» **TASK PROMPT**
Can you write out, word for word, the lines starting with the one that contains "Where can the illustration" and going on through the end of the entries below?

» **Coordinate annotation entries**
####
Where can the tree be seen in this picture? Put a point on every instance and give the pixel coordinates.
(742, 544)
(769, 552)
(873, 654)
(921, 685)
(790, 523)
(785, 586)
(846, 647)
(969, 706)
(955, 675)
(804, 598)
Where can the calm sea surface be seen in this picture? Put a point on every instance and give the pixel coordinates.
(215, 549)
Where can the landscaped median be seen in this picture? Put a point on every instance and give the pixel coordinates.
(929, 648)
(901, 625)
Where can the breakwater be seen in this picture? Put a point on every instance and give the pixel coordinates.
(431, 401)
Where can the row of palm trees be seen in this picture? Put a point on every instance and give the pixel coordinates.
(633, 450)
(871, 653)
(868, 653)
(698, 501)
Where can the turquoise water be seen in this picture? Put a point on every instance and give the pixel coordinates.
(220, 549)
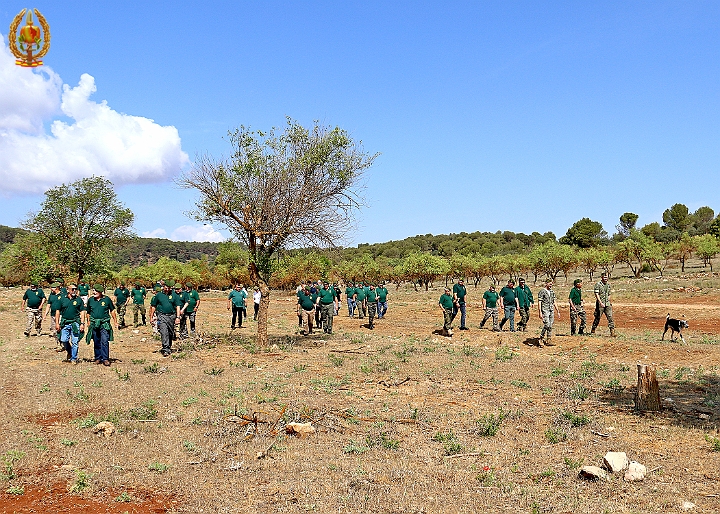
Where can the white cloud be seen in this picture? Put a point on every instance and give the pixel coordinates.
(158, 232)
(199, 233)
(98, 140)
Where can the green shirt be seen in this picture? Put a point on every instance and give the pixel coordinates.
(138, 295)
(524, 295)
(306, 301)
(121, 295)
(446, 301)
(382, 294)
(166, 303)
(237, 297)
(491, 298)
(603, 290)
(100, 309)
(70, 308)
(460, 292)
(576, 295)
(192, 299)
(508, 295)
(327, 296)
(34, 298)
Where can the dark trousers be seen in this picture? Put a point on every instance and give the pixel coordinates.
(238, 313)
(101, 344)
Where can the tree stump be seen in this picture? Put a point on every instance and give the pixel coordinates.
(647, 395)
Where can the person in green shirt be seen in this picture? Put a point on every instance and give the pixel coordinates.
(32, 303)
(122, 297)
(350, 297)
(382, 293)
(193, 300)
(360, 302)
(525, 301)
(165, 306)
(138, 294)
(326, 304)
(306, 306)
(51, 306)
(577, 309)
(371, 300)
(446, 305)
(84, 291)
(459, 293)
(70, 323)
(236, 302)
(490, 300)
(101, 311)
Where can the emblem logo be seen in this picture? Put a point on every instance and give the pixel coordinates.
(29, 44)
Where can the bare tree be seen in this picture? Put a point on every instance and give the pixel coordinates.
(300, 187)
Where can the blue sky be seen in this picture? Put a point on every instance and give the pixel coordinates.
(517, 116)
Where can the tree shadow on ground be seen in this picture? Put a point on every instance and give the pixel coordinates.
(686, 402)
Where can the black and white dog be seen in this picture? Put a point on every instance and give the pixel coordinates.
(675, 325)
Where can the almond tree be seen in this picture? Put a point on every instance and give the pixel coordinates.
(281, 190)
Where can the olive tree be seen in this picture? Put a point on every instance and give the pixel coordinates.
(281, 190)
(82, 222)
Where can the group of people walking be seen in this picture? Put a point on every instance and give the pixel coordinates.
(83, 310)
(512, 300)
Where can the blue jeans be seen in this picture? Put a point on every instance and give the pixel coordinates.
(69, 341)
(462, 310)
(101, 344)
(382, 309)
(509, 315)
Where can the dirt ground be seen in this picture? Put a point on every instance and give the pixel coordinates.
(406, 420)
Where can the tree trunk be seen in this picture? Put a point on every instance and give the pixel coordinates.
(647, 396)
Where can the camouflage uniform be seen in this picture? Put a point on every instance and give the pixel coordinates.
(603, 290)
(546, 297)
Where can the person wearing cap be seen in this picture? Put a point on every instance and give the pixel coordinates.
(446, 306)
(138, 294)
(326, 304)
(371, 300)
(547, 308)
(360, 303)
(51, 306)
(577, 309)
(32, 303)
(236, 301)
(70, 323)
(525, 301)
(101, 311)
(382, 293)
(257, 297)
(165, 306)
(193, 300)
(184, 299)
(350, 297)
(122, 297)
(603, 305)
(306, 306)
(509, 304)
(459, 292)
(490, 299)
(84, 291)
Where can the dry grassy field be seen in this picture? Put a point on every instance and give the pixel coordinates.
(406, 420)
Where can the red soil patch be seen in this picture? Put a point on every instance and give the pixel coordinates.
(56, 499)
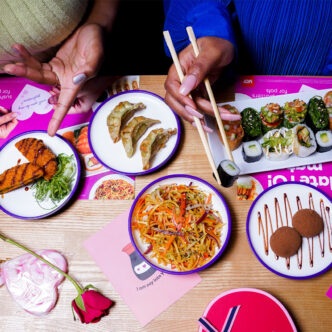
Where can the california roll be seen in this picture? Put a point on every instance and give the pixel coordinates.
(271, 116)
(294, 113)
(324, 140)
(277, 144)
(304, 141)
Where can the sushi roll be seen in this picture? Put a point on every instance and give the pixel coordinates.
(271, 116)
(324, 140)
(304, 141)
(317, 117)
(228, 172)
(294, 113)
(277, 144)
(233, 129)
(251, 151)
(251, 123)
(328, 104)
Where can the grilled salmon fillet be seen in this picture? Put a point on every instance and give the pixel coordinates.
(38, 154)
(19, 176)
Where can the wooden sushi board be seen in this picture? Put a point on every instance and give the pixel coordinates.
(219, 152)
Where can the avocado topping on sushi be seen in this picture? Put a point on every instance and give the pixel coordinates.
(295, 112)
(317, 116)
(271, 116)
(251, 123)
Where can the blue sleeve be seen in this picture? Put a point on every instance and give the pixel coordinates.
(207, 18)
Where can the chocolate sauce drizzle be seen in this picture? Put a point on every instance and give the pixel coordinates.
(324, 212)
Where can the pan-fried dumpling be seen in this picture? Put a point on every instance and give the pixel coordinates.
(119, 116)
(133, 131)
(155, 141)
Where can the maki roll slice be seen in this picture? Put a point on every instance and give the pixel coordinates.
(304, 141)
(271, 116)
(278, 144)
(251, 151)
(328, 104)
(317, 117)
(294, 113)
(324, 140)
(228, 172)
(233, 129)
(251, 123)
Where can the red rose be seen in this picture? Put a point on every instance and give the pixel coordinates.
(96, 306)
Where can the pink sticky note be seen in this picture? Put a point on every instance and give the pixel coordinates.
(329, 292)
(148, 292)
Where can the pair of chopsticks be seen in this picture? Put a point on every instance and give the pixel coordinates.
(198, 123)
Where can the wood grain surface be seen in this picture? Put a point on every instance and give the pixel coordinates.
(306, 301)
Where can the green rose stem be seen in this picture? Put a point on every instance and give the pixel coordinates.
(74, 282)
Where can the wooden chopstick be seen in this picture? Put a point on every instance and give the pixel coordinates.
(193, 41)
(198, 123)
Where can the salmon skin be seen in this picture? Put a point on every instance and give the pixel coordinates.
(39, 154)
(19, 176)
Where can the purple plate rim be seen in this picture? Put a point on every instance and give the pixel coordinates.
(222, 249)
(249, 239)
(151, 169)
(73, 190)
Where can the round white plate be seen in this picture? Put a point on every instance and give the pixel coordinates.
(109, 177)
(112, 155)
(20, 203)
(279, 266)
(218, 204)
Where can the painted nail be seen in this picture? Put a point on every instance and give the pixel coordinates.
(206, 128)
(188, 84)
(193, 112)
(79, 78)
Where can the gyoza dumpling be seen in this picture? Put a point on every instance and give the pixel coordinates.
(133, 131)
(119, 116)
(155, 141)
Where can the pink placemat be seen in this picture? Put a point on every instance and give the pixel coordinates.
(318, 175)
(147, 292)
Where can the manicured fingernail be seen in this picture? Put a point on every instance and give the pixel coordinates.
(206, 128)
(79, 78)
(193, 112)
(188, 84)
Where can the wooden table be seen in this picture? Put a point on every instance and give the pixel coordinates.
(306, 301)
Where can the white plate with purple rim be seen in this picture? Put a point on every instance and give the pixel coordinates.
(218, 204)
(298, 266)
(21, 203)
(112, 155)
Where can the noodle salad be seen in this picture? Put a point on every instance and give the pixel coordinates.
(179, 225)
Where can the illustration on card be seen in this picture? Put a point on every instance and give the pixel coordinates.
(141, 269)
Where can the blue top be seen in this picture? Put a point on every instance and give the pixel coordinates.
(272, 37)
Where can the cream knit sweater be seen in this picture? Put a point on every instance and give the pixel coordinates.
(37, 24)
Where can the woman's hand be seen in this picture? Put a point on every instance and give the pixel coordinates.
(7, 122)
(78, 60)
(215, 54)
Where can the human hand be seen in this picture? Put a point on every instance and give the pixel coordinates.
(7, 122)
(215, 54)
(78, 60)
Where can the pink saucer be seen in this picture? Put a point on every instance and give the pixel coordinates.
####
» **EXERCISE RESPONSE**
Where can the illustration on card be seen in this picture? Put a point on every instance and give the pixel coordinates.
(141, 269)
Where can the blue top be seen in this picture? Put a point on every instance and give the pixel coordinates.
(272, 37)
Where can the cream knit sweater be seen in this picture? Put a point on every instance and give the pixel coordinates.
(37, 24)
Where can the woman's hand be seen in this picture? Put a point on every instance and give the pixel coordinates.
(7, 122)
(78, 60)
(215, 54)
Where can the human hand be seen in this picture? Put a point on every instance and give the pixel coordinates.
(7, 122)
(215, 54)
(78, 60)
Where can the pink saucer be seen in this picture? Put a point on every instance and give the pixel coordinates.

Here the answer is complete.